Starting with the line that contains "[ ] integer", copy every remaining line of the data below exactly, the last one included.
[RECORDS SUPPLIED Boundary: Start]
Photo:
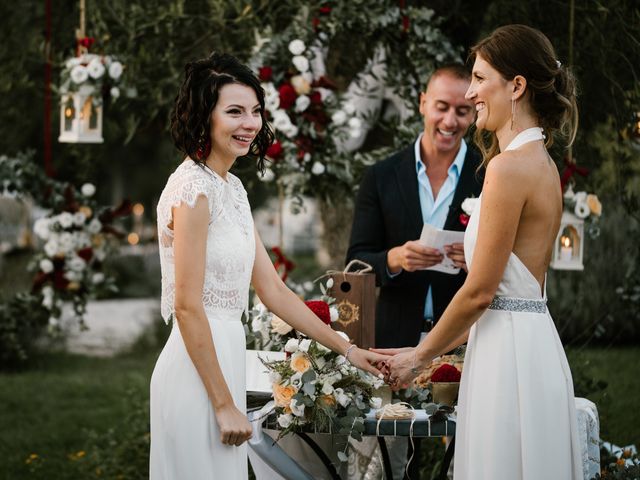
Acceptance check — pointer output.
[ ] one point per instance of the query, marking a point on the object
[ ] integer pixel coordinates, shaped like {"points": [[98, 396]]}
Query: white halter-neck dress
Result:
{"points": [[516, 414], [185, 438]]}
[RECORDS SUPPLIED Boundary: End]
• [RESPONSE TO THIS TASK]:
[ ] integer pixel coordinates, shaped like {"points": [[98, 396]]}
Query: white halter-neck dress
Result:
{"points": [[516, 414], [185, 438]]}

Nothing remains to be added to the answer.